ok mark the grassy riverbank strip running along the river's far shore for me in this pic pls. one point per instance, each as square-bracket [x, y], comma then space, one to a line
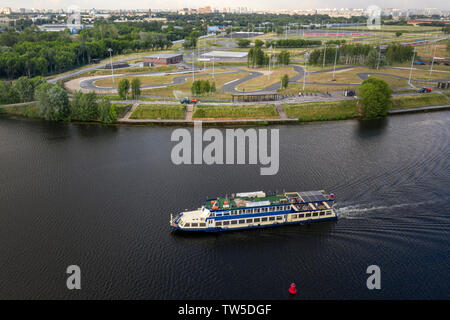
[264, 114]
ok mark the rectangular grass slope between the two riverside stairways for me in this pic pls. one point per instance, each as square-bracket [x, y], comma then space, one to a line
[251, 111]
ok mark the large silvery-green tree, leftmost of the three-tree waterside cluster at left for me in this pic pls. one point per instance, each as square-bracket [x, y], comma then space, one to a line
[52, 101]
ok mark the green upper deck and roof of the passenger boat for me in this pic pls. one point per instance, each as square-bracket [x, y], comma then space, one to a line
[259, 198]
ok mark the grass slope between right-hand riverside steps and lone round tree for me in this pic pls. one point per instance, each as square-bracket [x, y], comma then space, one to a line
[324, 110]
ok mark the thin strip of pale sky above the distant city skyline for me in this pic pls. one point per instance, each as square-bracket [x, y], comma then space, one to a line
[254, 4]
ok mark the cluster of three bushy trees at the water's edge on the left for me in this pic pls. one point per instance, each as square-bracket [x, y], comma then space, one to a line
[53, 104]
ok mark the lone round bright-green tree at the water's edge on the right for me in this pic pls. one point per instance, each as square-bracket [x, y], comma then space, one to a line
[375, 97]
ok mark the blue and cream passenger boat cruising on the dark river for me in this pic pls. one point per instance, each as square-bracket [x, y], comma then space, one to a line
[257, 210]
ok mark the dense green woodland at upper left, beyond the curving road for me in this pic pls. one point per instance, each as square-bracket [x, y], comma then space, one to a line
[33, 52]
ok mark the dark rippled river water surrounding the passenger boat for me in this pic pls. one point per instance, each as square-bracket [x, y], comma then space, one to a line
[100, 197]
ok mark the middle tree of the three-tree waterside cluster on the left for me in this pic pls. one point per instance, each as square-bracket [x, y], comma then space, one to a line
[84, 106]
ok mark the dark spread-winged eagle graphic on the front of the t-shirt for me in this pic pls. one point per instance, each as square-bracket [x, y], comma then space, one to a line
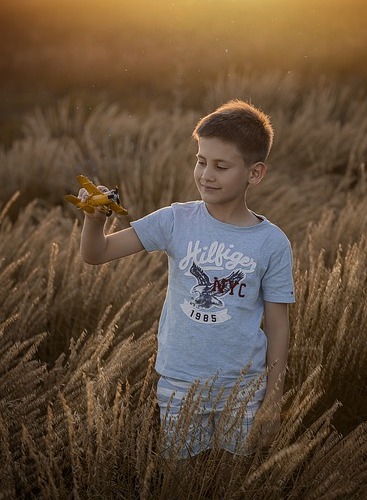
[207, 293]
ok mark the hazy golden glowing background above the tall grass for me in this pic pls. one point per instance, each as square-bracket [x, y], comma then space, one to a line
[167, 53]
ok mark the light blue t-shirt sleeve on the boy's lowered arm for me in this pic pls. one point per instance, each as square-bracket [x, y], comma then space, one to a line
[277, 282]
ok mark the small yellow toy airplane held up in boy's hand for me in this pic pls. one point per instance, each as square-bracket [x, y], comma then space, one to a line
[107, 202]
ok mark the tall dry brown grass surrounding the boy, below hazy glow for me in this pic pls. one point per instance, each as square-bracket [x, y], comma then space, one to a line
[78, 415]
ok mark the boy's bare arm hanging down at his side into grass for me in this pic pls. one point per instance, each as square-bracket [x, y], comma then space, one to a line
[276, 328]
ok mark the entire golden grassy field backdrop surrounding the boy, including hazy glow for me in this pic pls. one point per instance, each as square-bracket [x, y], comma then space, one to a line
[78, 416]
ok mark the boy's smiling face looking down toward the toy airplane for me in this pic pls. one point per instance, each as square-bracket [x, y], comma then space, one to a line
[220, 174]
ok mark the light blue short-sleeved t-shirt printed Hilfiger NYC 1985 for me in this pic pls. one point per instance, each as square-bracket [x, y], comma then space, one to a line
[219, 277]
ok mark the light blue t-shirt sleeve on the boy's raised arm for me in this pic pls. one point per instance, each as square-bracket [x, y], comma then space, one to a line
[155, 230]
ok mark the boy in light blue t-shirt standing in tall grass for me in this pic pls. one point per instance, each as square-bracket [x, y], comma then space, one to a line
[228, 267]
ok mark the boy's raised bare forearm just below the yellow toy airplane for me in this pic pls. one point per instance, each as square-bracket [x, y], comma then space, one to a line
[93, 241]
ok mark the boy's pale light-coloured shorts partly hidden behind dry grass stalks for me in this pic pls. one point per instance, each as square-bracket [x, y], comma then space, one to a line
[198, 417]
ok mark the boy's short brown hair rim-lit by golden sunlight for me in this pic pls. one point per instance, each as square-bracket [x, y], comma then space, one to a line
[241, 124]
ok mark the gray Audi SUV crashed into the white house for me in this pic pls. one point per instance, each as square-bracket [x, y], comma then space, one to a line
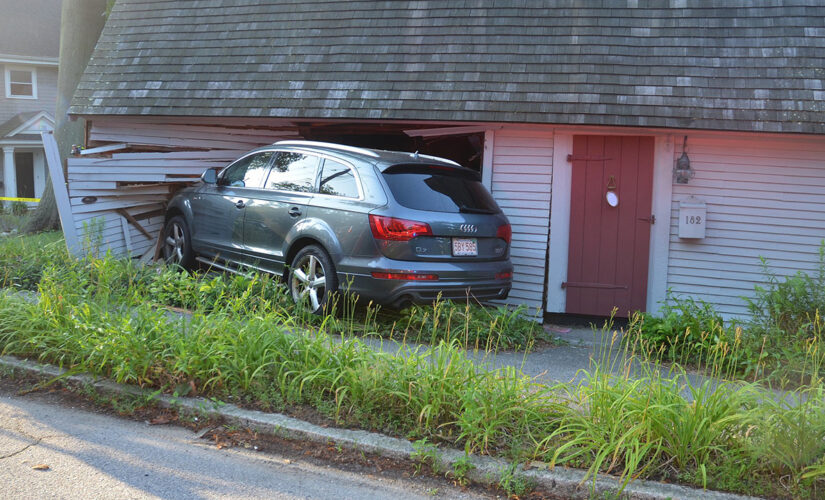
[391, 227]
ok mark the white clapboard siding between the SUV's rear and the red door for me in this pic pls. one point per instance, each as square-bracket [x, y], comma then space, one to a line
[521, 180]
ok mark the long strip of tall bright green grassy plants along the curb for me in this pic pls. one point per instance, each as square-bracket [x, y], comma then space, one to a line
[625, 416]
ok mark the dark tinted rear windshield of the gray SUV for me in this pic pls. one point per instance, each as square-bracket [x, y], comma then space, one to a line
[439, 189]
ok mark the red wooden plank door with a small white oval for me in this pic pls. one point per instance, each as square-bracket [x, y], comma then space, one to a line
[609, 245]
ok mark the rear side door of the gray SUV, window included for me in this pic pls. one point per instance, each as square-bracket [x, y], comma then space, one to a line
[277, 207]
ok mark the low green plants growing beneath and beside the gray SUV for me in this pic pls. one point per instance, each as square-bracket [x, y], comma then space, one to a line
[24, 259]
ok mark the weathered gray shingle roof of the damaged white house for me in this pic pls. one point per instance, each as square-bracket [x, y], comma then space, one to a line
[755, 65]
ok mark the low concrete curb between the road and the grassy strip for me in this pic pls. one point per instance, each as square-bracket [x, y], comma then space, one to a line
[567, 483]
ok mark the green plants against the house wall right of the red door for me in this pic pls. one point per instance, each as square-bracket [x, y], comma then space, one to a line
[772, 345]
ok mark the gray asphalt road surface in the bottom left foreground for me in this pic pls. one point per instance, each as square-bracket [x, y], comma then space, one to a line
[95, 455]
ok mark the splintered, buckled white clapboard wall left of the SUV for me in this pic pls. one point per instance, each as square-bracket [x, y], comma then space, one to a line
[119, 187]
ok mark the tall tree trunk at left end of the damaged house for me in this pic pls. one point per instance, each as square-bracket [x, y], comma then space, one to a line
[80, 26]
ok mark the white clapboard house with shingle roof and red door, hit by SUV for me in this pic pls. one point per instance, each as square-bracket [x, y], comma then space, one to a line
[636, 148]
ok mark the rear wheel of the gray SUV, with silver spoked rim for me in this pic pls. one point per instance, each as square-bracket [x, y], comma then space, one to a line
[312, 278]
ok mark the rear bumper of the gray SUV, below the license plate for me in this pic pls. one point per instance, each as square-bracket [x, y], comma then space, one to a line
[456, 281]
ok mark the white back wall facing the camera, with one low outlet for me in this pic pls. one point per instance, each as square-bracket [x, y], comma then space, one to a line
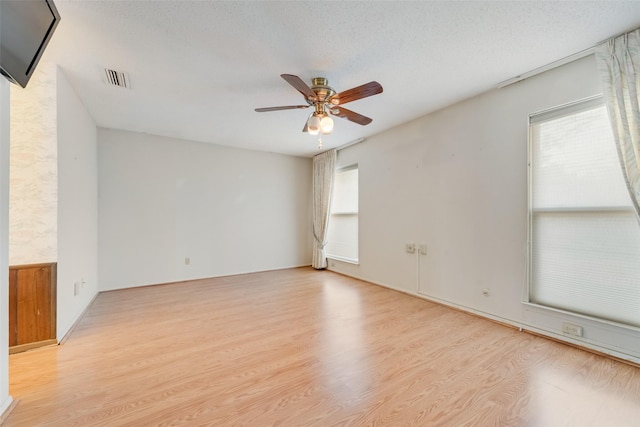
[230, 211]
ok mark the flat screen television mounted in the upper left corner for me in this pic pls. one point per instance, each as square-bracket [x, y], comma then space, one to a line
[25, 30]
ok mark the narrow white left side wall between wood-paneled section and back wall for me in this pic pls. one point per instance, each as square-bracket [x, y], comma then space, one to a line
[77, 192]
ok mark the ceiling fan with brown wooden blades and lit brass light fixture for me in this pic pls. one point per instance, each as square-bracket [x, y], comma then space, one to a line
[326, 101]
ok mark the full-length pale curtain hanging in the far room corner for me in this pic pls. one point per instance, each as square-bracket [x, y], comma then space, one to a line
[323, 171]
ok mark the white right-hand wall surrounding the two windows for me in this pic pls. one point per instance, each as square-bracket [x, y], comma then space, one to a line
[457, 181]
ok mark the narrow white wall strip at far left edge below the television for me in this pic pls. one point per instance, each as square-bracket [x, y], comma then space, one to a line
[5, 399]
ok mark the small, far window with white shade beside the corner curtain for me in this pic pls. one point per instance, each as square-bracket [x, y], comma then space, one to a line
[342, 242]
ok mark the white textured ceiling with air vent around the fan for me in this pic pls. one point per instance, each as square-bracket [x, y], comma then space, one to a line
[199, 68]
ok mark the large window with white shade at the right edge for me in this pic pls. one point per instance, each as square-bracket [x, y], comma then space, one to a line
[584, 235]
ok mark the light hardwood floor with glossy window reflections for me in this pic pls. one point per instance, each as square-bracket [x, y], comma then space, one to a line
[305, 348]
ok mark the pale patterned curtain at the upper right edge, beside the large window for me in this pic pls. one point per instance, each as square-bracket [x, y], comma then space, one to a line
[619, 65]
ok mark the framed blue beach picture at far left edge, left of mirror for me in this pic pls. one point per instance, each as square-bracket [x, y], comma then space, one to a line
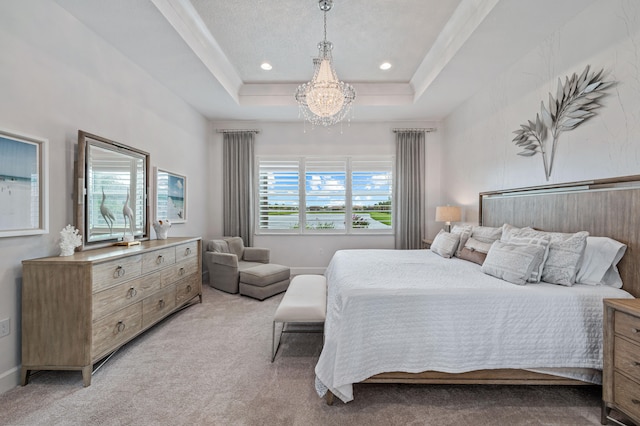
[23, 185]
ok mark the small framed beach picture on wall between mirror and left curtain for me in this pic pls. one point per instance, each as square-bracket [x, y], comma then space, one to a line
[171, 196]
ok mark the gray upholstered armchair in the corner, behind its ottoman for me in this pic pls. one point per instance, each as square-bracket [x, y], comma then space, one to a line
[227, 257]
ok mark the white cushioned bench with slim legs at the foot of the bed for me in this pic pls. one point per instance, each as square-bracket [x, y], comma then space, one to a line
[304, 302]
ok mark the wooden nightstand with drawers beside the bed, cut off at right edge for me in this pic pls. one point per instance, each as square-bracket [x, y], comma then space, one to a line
[621, 372]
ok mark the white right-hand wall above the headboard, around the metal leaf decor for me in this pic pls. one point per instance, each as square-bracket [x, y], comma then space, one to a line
[480, 155]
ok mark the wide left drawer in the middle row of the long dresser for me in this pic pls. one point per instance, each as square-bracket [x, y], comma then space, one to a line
[121, 295]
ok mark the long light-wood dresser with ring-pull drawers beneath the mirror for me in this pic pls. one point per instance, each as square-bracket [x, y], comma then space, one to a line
[78, 309]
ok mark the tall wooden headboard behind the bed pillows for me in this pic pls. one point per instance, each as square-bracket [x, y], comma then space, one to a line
[604, 207]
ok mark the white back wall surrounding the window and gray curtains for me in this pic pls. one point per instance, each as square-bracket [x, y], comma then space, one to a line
[311, 253]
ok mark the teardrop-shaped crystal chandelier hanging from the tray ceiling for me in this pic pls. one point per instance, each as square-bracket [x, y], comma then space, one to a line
[325, 100]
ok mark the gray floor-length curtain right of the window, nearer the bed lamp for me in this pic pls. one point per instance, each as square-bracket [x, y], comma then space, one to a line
[409, 215]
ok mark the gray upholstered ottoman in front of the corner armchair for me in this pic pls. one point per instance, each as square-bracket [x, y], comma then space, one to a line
[264, 281]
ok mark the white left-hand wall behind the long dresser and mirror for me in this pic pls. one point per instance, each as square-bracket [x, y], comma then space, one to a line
[57, 77]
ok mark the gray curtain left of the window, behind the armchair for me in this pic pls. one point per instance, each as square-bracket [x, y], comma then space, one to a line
[238, 183]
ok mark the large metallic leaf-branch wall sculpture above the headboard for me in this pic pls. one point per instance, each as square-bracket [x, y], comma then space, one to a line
[574, 103]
+===+
**EXERCISE DESCRIPTION:** Starting at the line that contains "ok mark the large metallic", transcribe every line through the last line of the entries above, exactly, and nothing else.

**EXERCISE ANSWER:**
ok mark the large metallic leaf-branch wall sculpture above the headboard for me in this pic pls. one point per instance, each as square-bracket [x, y], comma then space, one to a line
[574, 103]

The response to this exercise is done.